3. Listening to employers
A company can also improve the sense of humanity in the workplace when managers regularly listen to their employees’ voices. This can be done through census, pulse surveys, and social listening to understand the nature of their experiences at work.
Employers should also make their employees understand the deeper meaning of their work and how it contributes to the broader organizational purpose and goals, making sure performance is often discussed. This ultimately reinforces the idea that employees are members of a much larger collective with a core set of values, working together to achieve a common goal.
I’ve learned that people will forget what you said, people will forget what you did, but people will never forget how you made them feel. ―
4. Educating Business and Human Resource leaders
Organizations should educate, energize, and engage business and HR leaders to build more human-focused work culture. This can either be done annually or biannually to catalyze creating a more inclusive and human workplace. An organization needs to value individuals as key components to its growth and success.

(Required work):
(a) Print the portion of the records that begins with the line containing "Category: bird's white belly" and runs through the end of the records, including both ends, and leave the pictures out of your answer.
(b) Provide a continuation of the article on fostering a more human workplace, starting after its final sentence.
The article above and the records that come after it are independent material with no relation to each other.

Photo object pointing records:

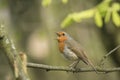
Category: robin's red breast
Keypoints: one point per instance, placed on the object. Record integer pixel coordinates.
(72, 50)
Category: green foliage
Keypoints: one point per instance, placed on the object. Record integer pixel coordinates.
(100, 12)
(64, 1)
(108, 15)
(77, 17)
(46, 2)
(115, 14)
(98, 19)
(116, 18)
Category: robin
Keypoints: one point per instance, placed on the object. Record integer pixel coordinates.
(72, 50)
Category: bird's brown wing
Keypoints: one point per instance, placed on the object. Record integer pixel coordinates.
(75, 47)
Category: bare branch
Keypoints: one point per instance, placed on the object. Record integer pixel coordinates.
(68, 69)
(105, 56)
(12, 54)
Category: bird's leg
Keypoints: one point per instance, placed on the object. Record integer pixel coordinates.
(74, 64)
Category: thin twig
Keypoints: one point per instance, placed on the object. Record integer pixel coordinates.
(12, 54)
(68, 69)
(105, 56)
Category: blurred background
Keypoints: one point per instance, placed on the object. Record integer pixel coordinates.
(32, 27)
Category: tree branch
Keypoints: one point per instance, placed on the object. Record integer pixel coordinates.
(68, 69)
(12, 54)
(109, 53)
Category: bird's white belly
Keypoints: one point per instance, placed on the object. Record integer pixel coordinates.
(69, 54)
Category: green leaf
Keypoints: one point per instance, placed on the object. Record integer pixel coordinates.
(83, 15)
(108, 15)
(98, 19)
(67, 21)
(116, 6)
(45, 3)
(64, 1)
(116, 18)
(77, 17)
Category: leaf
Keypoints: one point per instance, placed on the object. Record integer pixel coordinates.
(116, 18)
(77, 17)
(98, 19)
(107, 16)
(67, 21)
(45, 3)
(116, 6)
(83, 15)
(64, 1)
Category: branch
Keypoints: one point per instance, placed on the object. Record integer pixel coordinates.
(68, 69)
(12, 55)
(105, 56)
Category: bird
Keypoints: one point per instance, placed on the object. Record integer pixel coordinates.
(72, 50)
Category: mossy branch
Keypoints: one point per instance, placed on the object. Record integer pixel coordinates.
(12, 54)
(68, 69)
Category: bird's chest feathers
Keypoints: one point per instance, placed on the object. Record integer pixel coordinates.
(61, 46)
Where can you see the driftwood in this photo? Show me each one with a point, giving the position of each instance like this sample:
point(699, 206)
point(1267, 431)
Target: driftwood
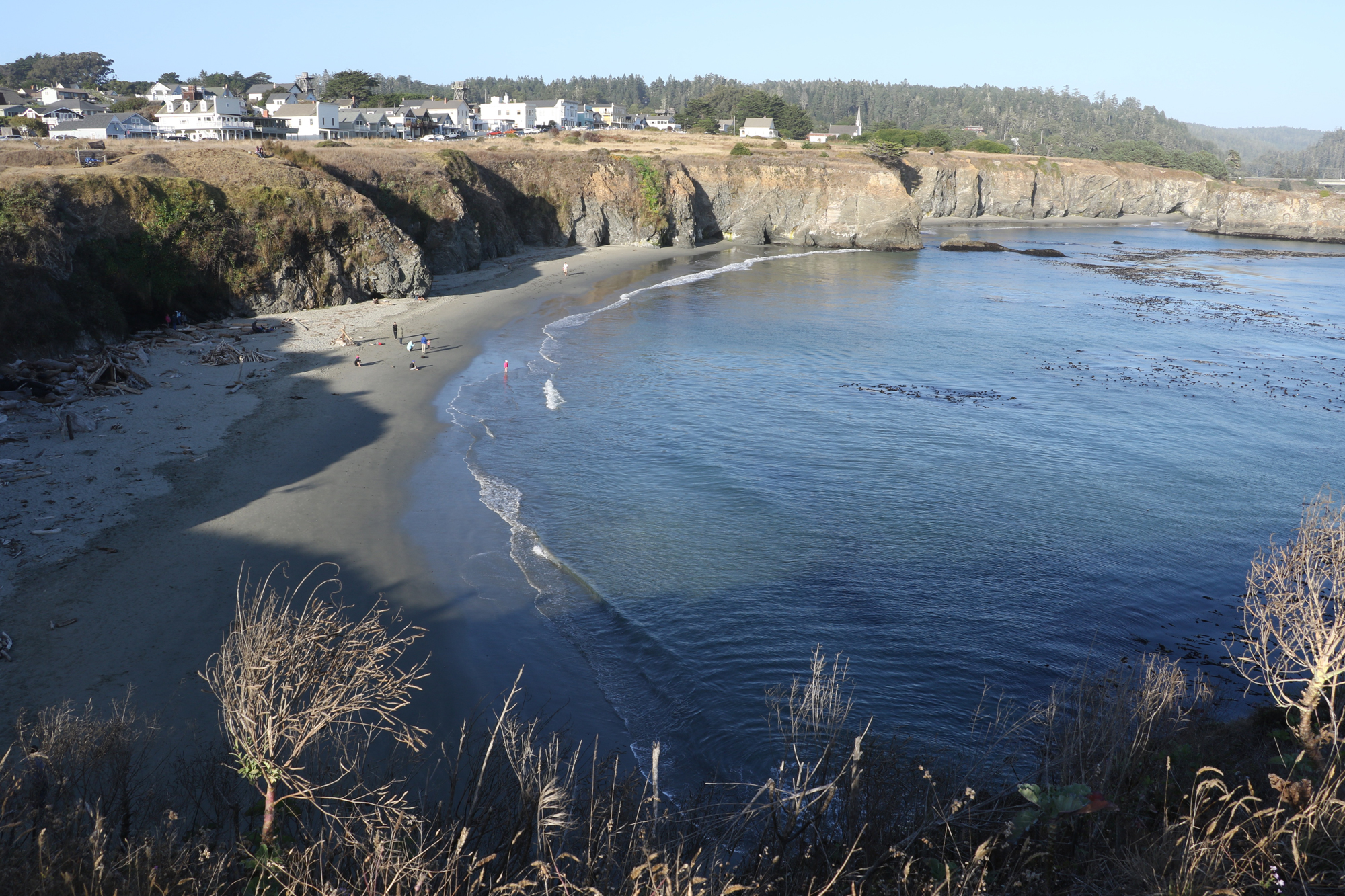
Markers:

(The responses):
(a)
Category: bird's white belly
Keypoints: one point per instance, placed on the object. Record integer pixel coordinates.
(69, 54)
Category: green leaf
Keypoints: one point per instance, placed on the object. Record integer pixel coordinates.
(83, 15)
(108, 15)
(98, 19)
(67, 21)
(116, 6)
(45, 3)
(64, 1)
(116, 18)
(77, 17)
Category: leaf
Keypoints: one point per instance, placed on the object. Record integer pixel coordinates.
(116, 18)
(77, 17)
(98, 19)
(107, 16)
(67, 21)
(45, 3)
(116, 6)
(83, 15)
(64, 1)
Category: branch
Keypoints: one point per instance, placed on the object. Record integer pixel coordinates.
(68, 69)
(12, 55)
(105, 56)
Category: bird
Keypoints: one point per instance, placed on the object. Record integer pixel coordinates.
(72, 50)
Category: mossy branch
Keypoints: one point per instance, placed on the object. Record integer pixel coordinates.
(12, 54)
(68, 69)
Category: bird's chest feathers
Keypoints: one point per instance, placed on the object. Record integer pixel coordinates.
(61, 46)
Where can you see the driftwood in this photo? Show me each one with a point, giving the position of each instance like this sample:
point(699, 206)
point(1267, 431)
Target: driftwood
Markers:

(b)
A human-centric workplace is also crucial to attracting and retaining top talent. Companies should focus on infusing humanity at the workplace as a competitive differentiator to stand out. Human-infused workplaces will ultimately attract employees, increase bottom-line business results and propel the future of the human workplace. This is because today’s workforce is comprised of more socially-conscious individuals.
Modern employees care less about rigidly structured, ineffective bonus systems and more about ongoing feedback and the pursuit of fulfilling some greater existential purpose. Professionals today want to be a part of something larger than themselves and contribute positively towards impacting the human experience.